Passage provided:

The SSLS, designated as a National Research Infrastructure located at NUS, has been in operation for over two decades, catering to a wide range of local and international, academic, agencies and industry users from different domains. With the evolution and broadening of research fields in Singapore, the number of users and demand for higher energy and more sophisticated light sources have increased over the years. On top of tapping on the SSLS, Singapore scientists have been collaborating with international synchrotrons worldwide.
The Australian Synchrotron operated by ANSTO in Australia is popular with Singapore researchers as its wider energy range and advanced capabilities such as macromolecular crystallography, phase contrast imaging, X-ray scattering, and absorption ideally complement the SSLS.
Dr Jasbir Singh, Director (National Research Infrastructure) at NRF, said, “Synchrotron techniques hold immense potential for advancing fundamental knowledge across various scientific fields. The National Synchrotron Programme will accelerate Singapore researchers into international developments. Furthermore, its International Synchrotron Access initiative with Australia will also expand our current synchrotron capabilities.
“We are confident that the Programme will strengthen Singapore’s synchrotron research capabilities and nurture a pipeline of manpower and expertise to address national needs in the future.”

Objectives:
A: Translate this sentence from the passage on Singapore's synchrotron research into Spanish: "On top of tapping on the SSLS, Singapore scientists have been collaborating with international synchrotrons worldwide."
B: Write the next part of the passage on Singapore's synchrotron research, picking up right after its final sentence.

Stored records:
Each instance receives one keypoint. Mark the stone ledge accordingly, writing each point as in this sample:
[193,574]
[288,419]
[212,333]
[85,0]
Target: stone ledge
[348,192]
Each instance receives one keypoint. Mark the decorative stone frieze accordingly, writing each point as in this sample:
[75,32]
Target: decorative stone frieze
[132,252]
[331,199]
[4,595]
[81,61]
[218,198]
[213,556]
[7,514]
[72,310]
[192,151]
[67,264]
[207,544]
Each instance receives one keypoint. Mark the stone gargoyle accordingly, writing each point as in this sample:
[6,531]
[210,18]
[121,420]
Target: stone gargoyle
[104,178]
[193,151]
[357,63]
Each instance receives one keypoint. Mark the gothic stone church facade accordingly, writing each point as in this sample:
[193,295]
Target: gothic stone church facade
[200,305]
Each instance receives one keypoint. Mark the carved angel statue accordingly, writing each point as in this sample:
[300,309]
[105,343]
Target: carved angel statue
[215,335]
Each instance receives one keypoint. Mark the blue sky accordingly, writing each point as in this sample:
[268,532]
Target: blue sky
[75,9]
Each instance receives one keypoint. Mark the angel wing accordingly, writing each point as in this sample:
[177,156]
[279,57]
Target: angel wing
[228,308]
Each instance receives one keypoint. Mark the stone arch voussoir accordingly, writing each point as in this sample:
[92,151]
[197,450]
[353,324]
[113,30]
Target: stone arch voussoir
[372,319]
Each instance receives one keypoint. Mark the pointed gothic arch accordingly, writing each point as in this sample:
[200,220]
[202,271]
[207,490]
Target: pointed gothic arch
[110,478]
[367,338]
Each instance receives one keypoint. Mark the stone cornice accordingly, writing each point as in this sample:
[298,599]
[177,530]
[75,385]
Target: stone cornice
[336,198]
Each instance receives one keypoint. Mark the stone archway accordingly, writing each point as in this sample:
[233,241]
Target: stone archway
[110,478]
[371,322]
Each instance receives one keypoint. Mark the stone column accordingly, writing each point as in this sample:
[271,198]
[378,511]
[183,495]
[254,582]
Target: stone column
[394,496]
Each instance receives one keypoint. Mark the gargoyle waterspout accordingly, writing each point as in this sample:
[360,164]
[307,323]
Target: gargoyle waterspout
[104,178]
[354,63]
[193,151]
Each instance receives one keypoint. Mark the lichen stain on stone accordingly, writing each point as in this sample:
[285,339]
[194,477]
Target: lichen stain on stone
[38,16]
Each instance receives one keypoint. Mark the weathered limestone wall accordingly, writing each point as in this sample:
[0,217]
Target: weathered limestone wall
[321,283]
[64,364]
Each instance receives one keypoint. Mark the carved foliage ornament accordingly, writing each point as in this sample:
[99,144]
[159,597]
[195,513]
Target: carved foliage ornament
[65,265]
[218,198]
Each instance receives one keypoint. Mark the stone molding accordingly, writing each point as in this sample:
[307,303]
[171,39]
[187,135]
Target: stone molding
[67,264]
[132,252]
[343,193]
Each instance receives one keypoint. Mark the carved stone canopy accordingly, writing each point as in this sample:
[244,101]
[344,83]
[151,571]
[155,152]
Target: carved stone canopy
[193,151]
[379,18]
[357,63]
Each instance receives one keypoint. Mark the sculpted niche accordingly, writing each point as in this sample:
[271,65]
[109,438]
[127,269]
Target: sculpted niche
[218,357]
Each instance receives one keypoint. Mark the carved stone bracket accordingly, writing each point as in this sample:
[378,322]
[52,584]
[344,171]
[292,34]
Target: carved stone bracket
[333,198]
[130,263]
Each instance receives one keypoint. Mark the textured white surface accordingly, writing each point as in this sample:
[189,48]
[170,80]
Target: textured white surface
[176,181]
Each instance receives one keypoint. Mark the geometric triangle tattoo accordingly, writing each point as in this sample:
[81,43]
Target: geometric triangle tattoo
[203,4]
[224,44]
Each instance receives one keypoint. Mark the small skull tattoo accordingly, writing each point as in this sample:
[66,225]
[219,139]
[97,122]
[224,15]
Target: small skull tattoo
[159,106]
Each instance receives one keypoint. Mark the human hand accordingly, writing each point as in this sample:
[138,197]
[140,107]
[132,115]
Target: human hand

Answers provided:
A: Además de recurrir al SSLS, los científicos de Singapur han estado colaborando con sincrotrones internacionales de todo el mundo.

B:
International Synchrotron Access initiative
The ISA initiative complements the existing SSLS to facilitate greater scope, engagement, and access by Singapore researchers to advanced synchrotrons around the world. For the first phase, the ISA will partner with ANSTO’s Australian Synchrotron in Melbourne, with the eventual aim of broadening the scheme to include other leading international sites.
Three calls will be put out each year for Singapore researchers who are keen to use the synchrotrons to submit proposals to the NSP for review by its technical committee. Approved experiments will be scheduled to be carried out at either local or overseas sites.
National Synchrotron Programme
Besides overseeing the SSLS and the newly launched ISA initiative, the NSP will offer outreach activities and expertise to evaluate and analyse research problems that can spark the use of synchrotron techniques to further advance the science. With the evolving global landscape on synchrotron developments, the NSP will be at the forefront of synchrotron developments and help to actively train fresh talent for the development of manpower in synchrotron-related activities.